### [Aim of the exercise]
Your answer should be a single number: the count of lines in the records below containing the word "trace".
= = = = = = =
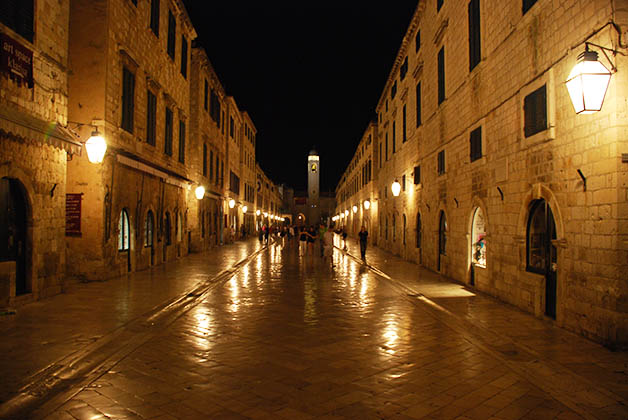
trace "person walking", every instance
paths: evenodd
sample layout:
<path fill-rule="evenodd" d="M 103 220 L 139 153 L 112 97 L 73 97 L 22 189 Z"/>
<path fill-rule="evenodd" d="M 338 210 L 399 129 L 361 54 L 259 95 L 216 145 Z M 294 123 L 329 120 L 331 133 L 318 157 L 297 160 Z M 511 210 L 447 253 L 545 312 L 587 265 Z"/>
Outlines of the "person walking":
<path fill-rule="evenodd" d="M 323 259 L 329 257 L 331 267 L 334 268 L 334 233 L 331 229 L 325 230 L 321 237 L 321 243 L 323 244 Z"/>
<path fill-rule="evenodd" d="M 321 222 L 321 224 L 319 225 L 319 228 L 318 228 L 318 237 L 319 237 L 319 242 L 320 242 L 319 245 L 320 245 L 320 251 L 321 251 L 321 258 L 323 258 L 323 256 L 324 256 L 325 241 L 323 240 L 323 238 L 325 236 L 325 232 L 327 232 L 327 228 Z"/>
<path fill-rule="evenodd" d="M 347 229 L 344 226 L 342 227 L 342 249 L 347 250 Z"/>
<path fill-rule="evenodd" d="M 369 233 L 366 231 L 366 227 L 362 225 L 360 232 L 358 232 L 358 241 L 360 242 L 360 256 L 362 261 L 366 262 L 366 243 Z"/>

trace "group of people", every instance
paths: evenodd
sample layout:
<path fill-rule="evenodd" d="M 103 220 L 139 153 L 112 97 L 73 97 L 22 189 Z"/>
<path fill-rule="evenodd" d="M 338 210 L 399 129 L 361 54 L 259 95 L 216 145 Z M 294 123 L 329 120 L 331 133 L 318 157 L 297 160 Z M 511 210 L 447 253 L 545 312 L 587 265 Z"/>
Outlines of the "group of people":
<path fill-rule="evenodd" d="M 334 248 L 334 233 L 342 238 L 343 250 L 347 250 L 347 231 L 344 227 L 337 229 L 328 228 L 323 223 L 316 228 L 314 225 L 308 226 L 267 226 L 264 225 L 260 230 L 260 242 L 268 243 L 271 235 L 278 235 L 282 241 L 292 241 L 293 238 L 299 242 L 299 255 L 314 255 L 316 249 L 322 258 L 329 258 L 330 264 L 334 265 L 332 251 Z M 315 244 L 318 242 L 319 246 Z M 360 244 L 360 256 L 366 261 L 366 245 L 368 243 L 368 231 L 362 226 L 358 232 L 358 242 Z"/>

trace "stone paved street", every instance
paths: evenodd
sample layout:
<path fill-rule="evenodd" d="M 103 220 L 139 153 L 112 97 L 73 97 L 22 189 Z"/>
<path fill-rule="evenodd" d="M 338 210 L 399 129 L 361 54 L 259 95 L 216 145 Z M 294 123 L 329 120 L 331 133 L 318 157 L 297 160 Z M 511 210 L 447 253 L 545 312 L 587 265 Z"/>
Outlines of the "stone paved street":
<path fill-rule="evenodd" d="M 365 265 L 350 242 L 331 267 L 294 244 L 258 247 L 81 285 L 2 317 L 0 413 L 628 418 L 624 352 L 377 248 Z"/>

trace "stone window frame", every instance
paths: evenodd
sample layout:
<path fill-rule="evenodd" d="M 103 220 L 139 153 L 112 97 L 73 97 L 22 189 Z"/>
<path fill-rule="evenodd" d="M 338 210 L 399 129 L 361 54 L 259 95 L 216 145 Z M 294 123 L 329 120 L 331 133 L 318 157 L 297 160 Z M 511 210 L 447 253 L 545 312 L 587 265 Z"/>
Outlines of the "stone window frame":
<path fill-rule="evenodd" d="M 519 138 L 521 147 L 527 149 L 540 143 L 554 140 L 556 138 L 556 88 L 553 69 L 547 70 L 536 79 L 523 86 L 519 90 Z M 545 100 L 547 112 L 547 128 L 529 137 L 525 136 L 525 98 L 545 85 Z"/>

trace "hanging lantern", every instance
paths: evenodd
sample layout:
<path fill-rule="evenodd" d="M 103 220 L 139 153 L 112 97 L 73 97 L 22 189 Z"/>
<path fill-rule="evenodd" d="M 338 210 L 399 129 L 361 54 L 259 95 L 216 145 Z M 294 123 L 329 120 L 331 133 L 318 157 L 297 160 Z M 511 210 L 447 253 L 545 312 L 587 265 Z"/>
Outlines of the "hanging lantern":
<path fill-rule="evenodd" d="M 597 59 L 597 52 L 589 51 L 587 44 L 565 82 L 576 114 L 592 114 L 602 109 L 611 72 Z"/>
<path fill-rule="evenodd" d="M 98 132 L 98 128 L 92 132 L 92 136 L 85 142 L 85 150 L 87 151 L 87 159 L 91 163 L 101 163 L 105 158 L 107 142 Z"/>
<path fill-rule="evenodd" d="M 202 200 L 203 197 L 205 197 L 205 187 L 203 187 L 202 185 L 196 187 L 196 189 L 194 190 L 194 195 L 196 195 L 196 198 L 198 200 Z"/>
<path fill-rule="evenodd" d="M 260 214 L 262 214 L 262 211 L 260 209 L 255 210 L 255 215 L 259 216 Z"/>
<path fill-rule="evenodd" d="M 349 210 L 345 210 L 345 217 L 349 217 Z"/>
<path fill-rule="evenodd" d="M 364 200 L 364 209 L 368 210 L 371 208 L 371 202 L 369 200 Z"/>
<path fill-rule="evenodd" d="M 246 213 L 249 208 L 247 206 L 242 206 L 242 213 Z"/>
<path fill-rule="evenodd" d="M 353 210 L 354 213 L 357 213 L 358 212 L 358 206 L 353 206 L 351 208 L 351 210 Z"/>
<path fill-rule="evenodd" d="M 229 200 L 229 208 L 232 209 L 235 207 L 235 200 L 232 198 Z"/>
<path fill-rule="evenodd" d="M 401 192 L 401 184 L 395 179 L 395 182 L 392 183 L 390 189 L 392 190 L 393 195 L 397 197 Z"/>

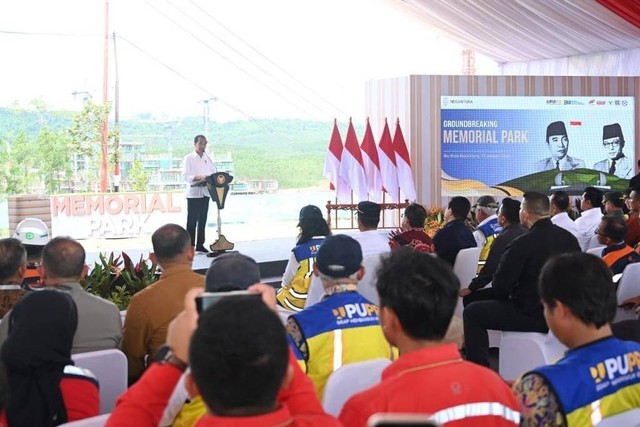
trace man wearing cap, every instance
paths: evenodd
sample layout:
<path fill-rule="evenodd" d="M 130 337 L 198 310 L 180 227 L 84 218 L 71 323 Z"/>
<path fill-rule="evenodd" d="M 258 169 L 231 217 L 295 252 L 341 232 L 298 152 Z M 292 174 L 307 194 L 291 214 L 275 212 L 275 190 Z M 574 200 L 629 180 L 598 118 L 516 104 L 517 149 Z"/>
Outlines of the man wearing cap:
<path fill-rule="evenodd" d="M 547 126 L 547 148 L 551 157 L 539 160 L 535 163 L 537 172 L 556 169 L 566 171 L 584 168 L 584 160 L 568 156 L 569 138 L 564 122 L 553 122 Z"/>
<path fill-rule="evenodd" d="M 42 260 L 44 245 L 49 243 L 49 227 L 38 218 L 26 218 L 18 224 L 13 237 L 20 240 L 27 250 L 27 268 L 22 278 L 22 287 L 41 288 L 38 265 Z"/>
<path fill-rule="evenodd" d="M 554 191 L 549 198 L 549 215 L 551 222 L 573 234 L 580 241 L 578 226 L 569 216 L 569 193 Z"/>
<path fill-rule="evenodd" d="M 478 221 L 478 226 L 473 232 L 473 238 L 476 239 L 476 243 L 480 248 L 480 259 L 478 260 L 478 272 L 480 272 L 487 262 L 493 241 L 504 229 L 498 223 L 498 215 L 496 215 L 498 204 L 493 196 L 481 196 L 478 202 L 473 205 L 473 208 L 476 214 L 476 221 Z"/>
<path fill-rule="evenodd" d="M 627 235 L 624 241 L 634 248 L 640 242 L 640 188 L 632 188 L 629 197 L 625 201 L 629 208 L 629 218 L 627 218 Z"/>
<path fill-rule="evenodd" d="M 444 212 L 444 219 L 447 223 L 433 236 L 436 254 L 452 267 L 461 249 L 477 246 L 466 223 L 470 210 L 471 203 L 466 197 L 453 197 Z"/>
<path fill-rule="evenodd" d="M 593 165 L 593 169 L 615 175 L 619 178 L 633 177 L 633 163 L 624 155 L 624 135 L 620 124 L 613 123 L 602 128 L 602 146 L 607 151 L 608 159 Z"/>
<path fill-rule="evenodd" d="M 289 339 L 304 360 L 320 399 L 329 375 L 340 366 L 392 357 L 380 328 L 378 307 L 357 292 L 364 273 L 362 250 L 355 239 L 344 234 L 327 237 L 313 265 L 325 297 L 289 316 Z"/>
<path fill-rule="evenodd" d="M 360 233 L 353 237 L 360 243 L 362 257 L 389 252 L 391 250 L 389 240 L 378 232 L 380 205 L 374 202 L 360 202 L 356 215 L 358 215 Z"/>
<path fill-rule="evenodd" d="M 595 231 L 602 218 L 602 191 L 595 187 L 587 187 L 580 198 L 582 214 L 576 219 L 578 228 L 578 242 L 583 252 L 600 246 Z"/>

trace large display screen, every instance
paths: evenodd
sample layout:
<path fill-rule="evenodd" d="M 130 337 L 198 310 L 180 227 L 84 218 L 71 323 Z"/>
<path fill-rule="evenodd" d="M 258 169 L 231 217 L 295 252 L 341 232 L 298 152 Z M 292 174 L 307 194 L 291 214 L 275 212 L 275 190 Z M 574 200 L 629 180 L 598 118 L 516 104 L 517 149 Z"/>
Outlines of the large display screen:
<path fill-rule="evenodd" d="M 444 197 L 623 191 L 635 175 L 633 97 L 442 96 Z"/>

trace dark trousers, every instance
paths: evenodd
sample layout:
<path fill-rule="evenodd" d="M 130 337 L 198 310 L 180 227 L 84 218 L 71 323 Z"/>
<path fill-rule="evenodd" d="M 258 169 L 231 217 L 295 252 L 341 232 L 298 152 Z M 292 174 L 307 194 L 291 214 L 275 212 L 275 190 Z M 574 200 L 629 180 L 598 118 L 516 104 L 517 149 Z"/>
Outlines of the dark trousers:
<path fill-rule="evenodd" d="M 187 198 L 187 232 L 191 237 L 191 246 L 204 246 L 204 229 L 207 226 L 209 213 L 209 198 Z M 198 226 L 198 240 L 196 240 L 196 225 Z"/>
<path fill-rule="evenodd" d="M 473 294 L 472 294 L 473 295 Z M 544 316 L 529 316 L 509 300 L 475 301 L 462 312 L 467 360 L 489 366 L 488 329 L 547 333 Z"/>

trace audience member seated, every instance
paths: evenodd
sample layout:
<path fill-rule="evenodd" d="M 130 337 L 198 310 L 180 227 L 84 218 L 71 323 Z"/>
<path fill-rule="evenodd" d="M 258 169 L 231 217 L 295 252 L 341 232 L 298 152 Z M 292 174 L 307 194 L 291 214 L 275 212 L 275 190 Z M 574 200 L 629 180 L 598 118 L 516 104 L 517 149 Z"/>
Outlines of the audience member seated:
<path fill-rule="evenodd" d="M 378 307 L 358 293 L 365 274 L 360 244 L 344 234 L 327 237 L 313 273 L 320 277 L 325 296 L 290 316 L 287 332 L 322 399 L 329 375 L 340 366 L 390 359 L 393 353 L 380 328 Z"/>
<path fill-rule="evenodd" d="M 580 251 L 573 234 L 549 219 L 544 194 L 524 194 L 520 222 L 530 231 L 502 255 L 492 287 L 482 291 L 486 300 L 472 302 L 462 313 L 467 360 L 480 365 L 489 366 L 489 329 L 547 332 L 537 289 L 540 270 L 553 255 Z"/>
<path fill-rule="evenodd" d="M 623 301 L 620 307 L 640 315 L 640 296 Z M 616 322 L 611 325 L 611 331 L 616 338 L 621 340 L 640 342 L 640 317 Z"/>
<path fill-rule="evenodd" d="M 49 227 L 42 220 L 37 218 L 26 218 L 18 224 L 13 233 L 15 239 L 20 240 L 27 250 L 27 269 L 22 279 L 23 288 L 41 288 L 40 272 L 38 265 L 42 260 L 42 250 L 44 245 L 49 243 L 51 238 Z"/>
<path fill-rule="evenodd" d="M 609 191 L 605 193 L 602 204 L 605 216 L 620 218 L 623 221 L 627 219 L 624 214 L 624 197 L 619 191 Z"/>
<path fill-rule="evenodd" d="M 539 290 L 549 328 L 569 350 L 514 385 L 522 425 L 597 425 L 640 408 L 640 344 L 611 334 L 616 295 L 602 260 L 582 253 L 552 258 Z"/>
<path fill-rule="evenodd" d="M 516 399 L 502 379 L 441 342 L 460 290 L 446 262 L 400 248 L 382 260 L 377 288 L 380 324 L 400 357 L 380 384 L 347 401 L 344 426 L 364 427 L 376 413 L 432 414 L 456 426 L 518 425 Z"/>
<path fill-rule="evenodd" d="M 251 257 L 239 252 L 218 255 L 213 259 L 205 281 L 207 292 L 243 291 L 260 283 L 260 267 Z M 160 426 L 192 426 L 206 414 L 201 396 L 189 397 L 184 382 L 176 386 L 165 408 Z"/>
<path fill-rule="evenodd" d="M 578 226 L 569 216 L 569 193 L 566 191 L 554 191 L 549 200 L 549 214 L 551 222 L 573 234 L 580 242 Z"/>
<path fill-rule="evenodd" d="M 640 261 L 640 254 L 624 241 L 627 234 L 624 219 L 619 216 L 603 216 L 596 234 L 598 243 L 606 246 L 602 250 L 602 260 L 614 275 L 622 273 L 627 265 Z"/>
<path fill-rule="evenodd" d="M 473 232 L 473 238 L 476 239 L 476 246 L 480 248 L 480 259 L 478 261 L 478 272 L 482 270 L 491 245 L 496 237 L 502 232 L 502 225 L 498 223 L 498 203 L 493 196 L 481 196 L 472 207 L 478 226 Z"/>
<path fill-rule="evenodd" d="M 79 281 L 85 268 L 85 252 L 70 237 L 56 237 L 42 251 L 40 277 L 47 288 L 68 292 L 78 309 L 78 328 L 73 338 L 72 353 L 120 348 L 122 321 L 120 311 L 111 301 L 91 295 Z M 7 313 L 0 323 L 0 343 L 9 330 Z"/>
<path fill-rule="evenodd" d="M 466 220 L 471 203 L 466 197 L 456 196 L 451 199 L 444 213 L 445 226 L 433 236 L 436 254 L 453 266 L 460 249 L 476 247 L 476 240 L 467 227 Z"/>
<path fill-rule="evenodd" d="M 300 210 L 298 227 L 298 241 L 291 250 L 277 295 L 278 304 L 290 311 L 300 311 L 304 308 L 316 253 L 322 239 L 331 235 L 329 225 L 322 217 L 322 211 L 313 205 Z"/>
<path fill-rule="evenodd" d="M 187 388 L 191 395 L 202 396 L 208 411 L 196 426 L 339 426 L 322 410 L 289 349 L 274 313 L 273 288 L 255 285 L 251 290 L 260 291 L 269 307 L 257 298 L 232 296 L 200 318 L 193 300 L 198 291 L 190 291 L 185 311 L 169 326 L 171 351 L 165 361 L 153 364 L 120 397 L 106 425 L 158 425 L 190 362 Z"/>
<path fill-rule="evenodd" d="M 360 202 L 356 215 L 358 216 L 360 233 L 354 235 L 353 238 L 360 243 L 362 256 L 367 257 L 389 252 L 391 250 L 389 240 L 378 231 L 380 205 L 374 202 Z"/>
<path fill-rule="evenodd" d="M 587 187 L 580 198 L 580 218 L 576 219 L 576 227 L 580 237 L 578 242 L 582 252 L 600 246 L 596 238 L 596 228 L 602 218 L 602 191 L 595 187 Z"/>
<path fill-rule="evenodd" d="M 187 230 L 166 224 L 151 236 L 151 261 L 162 268 L 160 280 L 131 298 L 122 330 L 122 351 L 129 364 L 129 383 L 145 369 L 165 343 L 169 322 L 184 308 L 189 289 L 204 286 L 204 276 L 192 270 L 195 250 Z"/>
<path fill-rule="evenodd" d="M 18 239 L 0 239 L 0 318 L 22 298 L 22 279 L 27 269 L 27 251 Z"/>
<path fill-rule="evenodd" d="M 480 273 L 473 278 L 469 287 L 460 289 L 460 296 L 464 297 L 463 303 L 465 306 L 475 301 L 476 295 L 481 294 L 476 291 L 491 283 L 507 246 L 516 237 L 527 232 L 527 229 L 520 224 L 520 202 L 509 198 L 503 199 L 498 211 L 498 223 L 504 231 L 493 241 L 487 262 L 480 270 Z"/>
<path fill-rule="evenodd" d="M 419 252 L 433 252 L 433 241 L 424 232 L 424 221 L 427 219 L 427 211 L 418 203 L 411 203 L 404 210 L 400 231 L 390 234 L 389 246 L 398 249 L 409 246 Z"/>
<path fill-rule="evenodd" d="M 8 424 L 54 426 L 98 415 L 98 382 L 71 360 L 78 313 L 69 294 L 32 292 L 5 322 L 9 336 L 1 357 L 9 380 Z"/>
<path fill-rule="evenodd" d="M 629 208 L 629 218 L 627 218 L 627 235 L 624 236 L 624 241 L 627 245 L 635 248 L 640 242 L 640 189 L 633 188 L 629 192 L 629 197 L 626 200 L 627 208 Z"/>

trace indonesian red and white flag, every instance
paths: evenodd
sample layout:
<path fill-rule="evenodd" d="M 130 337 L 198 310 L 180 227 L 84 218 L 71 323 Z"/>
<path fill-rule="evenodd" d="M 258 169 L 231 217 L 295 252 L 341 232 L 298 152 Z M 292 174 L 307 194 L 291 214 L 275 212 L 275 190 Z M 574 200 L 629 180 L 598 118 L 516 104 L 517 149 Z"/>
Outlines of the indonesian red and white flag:
<path fill-rule="evenodd" d="M 357 201 L 367 200 L 368 189 L 364 176 L 362 152 L 351 119 L 349 119 L 349 129 L 347 129 L 347 138 L 340 160 L 340 176 L 349 184 L 351 191 L 353 191 L 353 197 Z"/>
<path fill-rule="evenodd" d="M 380 174 L 382 175 L 382 186 L 389 195 L 391 201 L 399 203 L 398 170 L 396 169 L 396 152 L 393 149 L 389 124 L 384 119 L 384 129 L 380 137 Z"/>
<path fill-rule="evenodd" d="M 396 152 L 396 167 L 398 168 L 398 186 L 410 202 L 416 200 L 416 185 L 411 173 L 411 158 L 407 144 L 404 142 L 400 119 L 396 122 L 396 133 L 393 135 L 393 149 Z"/>
<path fill-rule="evenodd" d="M 380 160 L 378 158 L 378 147 L 373 140 L 373 131 L 367 118 L 367 127 L 364 131 L 362 144 L 362 161 L 364 164 L 364 175 L 367 180 L 367 191 L 369 200 L 376 203 L 382 202 L 382 174 L 380 173 Z"/>
<path fill-rule="evenodd" d="M 324 176 L 329 180 L 330 188 L 336 190 L 336 199 L 340 203 L 350 201 L 349 185 L 340 176 L 340 160 L 342 159 L 342 137 L 338 130 L 338 121 L 333 121 L 333 132 L 329 141 L 329 149 L 324 158 Z"/>

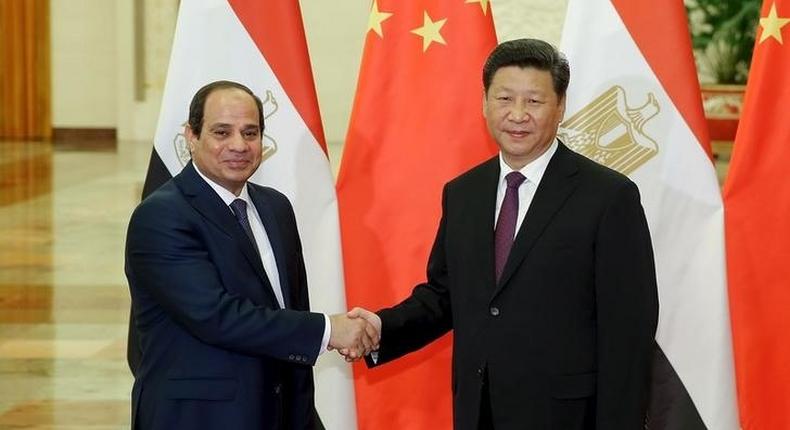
= = = = = = =
### [Expected output]
10